Render the lines below as a numbered list, omitting any blank lines and leaving the pictures out of the answer.

+ + +

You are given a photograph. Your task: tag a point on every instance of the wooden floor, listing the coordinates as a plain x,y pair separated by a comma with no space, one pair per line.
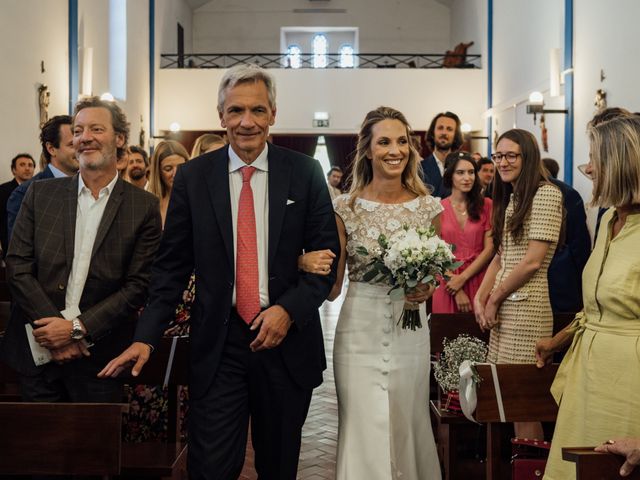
319,436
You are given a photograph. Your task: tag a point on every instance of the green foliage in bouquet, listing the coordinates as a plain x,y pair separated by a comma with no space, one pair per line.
447,368
409,257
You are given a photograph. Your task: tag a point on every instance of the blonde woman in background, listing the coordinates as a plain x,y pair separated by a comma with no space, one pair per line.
207,143
166,159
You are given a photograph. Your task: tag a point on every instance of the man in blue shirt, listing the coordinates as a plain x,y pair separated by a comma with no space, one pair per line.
58,155
443,137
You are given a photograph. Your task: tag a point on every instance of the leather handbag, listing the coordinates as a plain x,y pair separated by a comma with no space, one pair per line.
528,458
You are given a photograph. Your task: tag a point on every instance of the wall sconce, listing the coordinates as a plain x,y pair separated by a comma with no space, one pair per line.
466,129
320,119
174,129
536,106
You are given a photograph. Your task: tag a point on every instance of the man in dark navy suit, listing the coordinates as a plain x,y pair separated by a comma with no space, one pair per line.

+ + +

The answer:
1. You are given a photograph. Your task: tag a point on every instance of the wooden floor, listing the coordinates as a plain x,y pair separated by a comma with no space, one pair per line.
2. 319,436
3. You are given a photograph. Your task: tag a point on every instance of the green foliage in bouquet, listing the coordinates as a plain x,y pair separated by a comma with no space, one pair per line.
4. 447,368
5. 409,257
6. You are given a photograph. Your task: tag a point on every instance of the blonde woman in background, listing the coordinates as a plain x,y pair separated by a comma with no space, one pair per line.
7. 207,143
8. 166,159
9. You are given a photograph. Your task: tag a point on every instance of the man in blue shirt, listing the coordinates as a plain x,y pair separated by a comma with no space, one pair per line.
10. 58,155
11. 443,137
12. You are given a photograph. Your task: tag a point on every instance of the leather handbag, listing the coordinates as a plain x,y pair separated by a comma with no space, one pair per line.
13. 528,458
14. You are given a photograph. Your task: tag a point on every instance of the wall sconce, listing the coordinates as a plain x,y pair separated by a comma with no space, one pair per line.
15. 466,129
16. 320,119
17. 174,129
18. 536,106
19. You are given a photograph. Your task: tag a point on every instance of the man in dark navy suit, listing the coordinates as a plain x,y pair separated by a comma with no space, one pair per line.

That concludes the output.